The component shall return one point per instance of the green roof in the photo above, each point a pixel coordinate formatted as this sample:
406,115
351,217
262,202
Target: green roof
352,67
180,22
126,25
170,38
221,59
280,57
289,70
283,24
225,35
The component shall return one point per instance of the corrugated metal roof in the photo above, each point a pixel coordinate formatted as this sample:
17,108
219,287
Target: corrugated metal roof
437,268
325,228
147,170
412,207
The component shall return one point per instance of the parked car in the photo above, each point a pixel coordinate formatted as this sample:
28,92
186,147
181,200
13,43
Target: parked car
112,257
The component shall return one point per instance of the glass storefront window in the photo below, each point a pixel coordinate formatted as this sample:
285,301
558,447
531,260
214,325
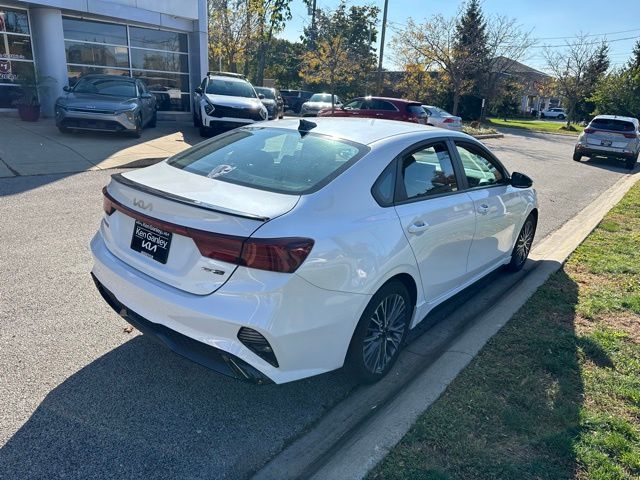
========
**TASK OBJECTIVE:** With images excluded, write the records above out again exactly.

**THE ANSWER:**
The component shall return one point per instance of the green roof in the photo above, each point a pixel coordinate formatted as this sample:
406,115
351,217
262,202
Target: green roof
352,67
180,22
126,25
170,38
221,59
280,57
289,70
283,24
225,35
The component shall return one point per instance of the corrugated metal roof in the photo above, each point a pixel coordinate formatted as this sample:
17,108
219,287
Target: corrugated metal roof
437,268
325,228
147,170
412,207
The component shall return one point per instance of the parked car in the photo above, each point a pixel coordinate formatted as this sample:
28,92
186,147
181,200
13,43
Target: parked car
112,257
The component shall return one point per instance of the glass storefront window in the photo below, each point a pixel coordinate formatted as this sample:
285,301
558,447
531,260
214,325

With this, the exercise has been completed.